Written task A:
List every instance type named in the launch specifications of the Spot Fleet configuration text.

Page text:
Spot Fleet Configuration

Diversify across instance types and Availability Zones to reduce interruption probability:

{
  "SpotFleetRequestConfig": {
    "IamFleetRole": "arn:aws:iam::123456789012:role/spot-fleet-role",
    "TargetCapacity": 10,
    "SpotPrice": "0.10",
    "TerminateInstancesWithExpiration": true,
    "Type": "maintain",
    "AllocationStrategy": "capacityOptimized",
    "LaunchSpecifications": [
      {
        "ImageId": "ami-0abcdef1234567890",
        "InstanceType": "m5.xlarge",
        "SubnetId": "subnet-aaa111,subnet-bbb222,subnet-ccc333",
        "WeightedCapacity": 1
      },
      {
        "ImageId": "ami-0abcdef1234567890",
        "InstanceType": "m5a.xlarge",
        "SubnetId": "subnet-aaa111,subnet-bbb222,subnet-ccc333",
        "WeightedCapacity": 1
      },
      {
        "ImageId": "ami-0abcdef1234567890",
        "InstanceType": "m6i.xlarge",
        "SubnetId": "subnet-aaa111,subnet-bbb222,subnet-ccc333",
        "WeightedCapacity": 1
      },
      {
        "ImageId": "ami-0abcdef1234567890",
        "InstanceType": "m7g.xlarge",
        "SubnetId": "subnet-aaa111,subnet-bbb222,subnet-ccc333",
        "WeightedCapacity": 1
      }
    ]
  }
}

Key settings:

  • AllocationStrategy: capacityOptimized — selects pools with the most available capacity, reducing interruption rates. This is preferred over lowestPrice for production workloads.
  • Four instance types across three AZs — gives the fleet 12 capacity pools to draw from. The more pools, the lower the probability of simultaneous interruption.

Graceful Shutdown Handling

Every Spot instance should poll the instance metadata service for the interruption notice:

#!/bin/bash
# /usr/local/bin/spot-interrupt-handler.sh
# Run as a systemd service or cron job every 5 seconds

TOKEN=$(curl -s -X PUT "http://169.254.169.254/latest/api/token" \
  -H "X-aws-ec2-metadata-token-ttl-seconds: 21600")

INTERRUPTION=$(curl -s -H "X-aws-ec2-metadata-token: $TOKEN" \
  http://169.254.169.254/latest/meta-data/spot/instance-action 2>/dev/null)

if [ "$INTERRUPTION" != "" ] && [ "$INTERRUPTION" != "<?xml"* ]; then
  echo "Spot interruption notice received. Draining..."
  # Deregister from load balancer target group
  INSTANCE_ID=$(curl -s -H "X-aws-ec2-metadata-token: $TOKEN" \
    http://169.254.169.254/latest/meta-data/instance-id)

Written task B:
From the entries below, quote the lines starting with the one containing "Spot the truck" and ending with the one containing "[240, 148, 297, 183]", with both of those lines included.

Material to process:
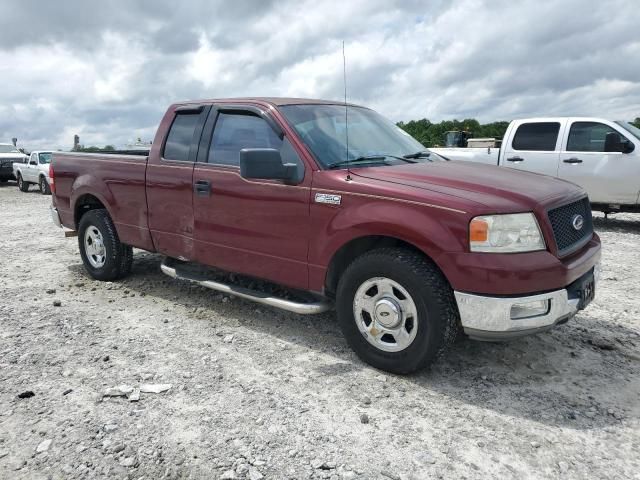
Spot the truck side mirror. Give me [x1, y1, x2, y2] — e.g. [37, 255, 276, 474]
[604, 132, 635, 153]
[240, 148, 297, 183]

* * *

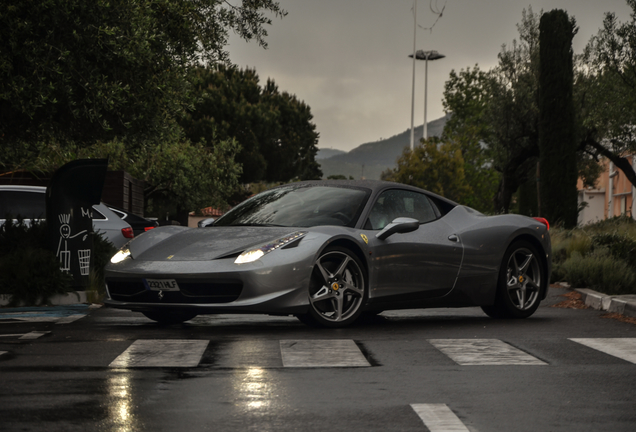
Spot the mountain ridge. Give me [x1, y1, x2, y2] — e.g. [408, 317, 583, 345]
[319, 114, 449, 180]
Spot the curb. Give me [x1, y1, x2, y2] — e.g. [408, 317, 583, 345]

Task result A:
m5.xlarge, m5a.xlarge, m6i.xlarge, m7g.xlarge

Task result B:
Spot the truck side mirror. Give me [x1, y1, x2, y2] — e.g. [37, 255, 276, 474]
[604, 132, 635, 153]
[240, 148, 297, 183]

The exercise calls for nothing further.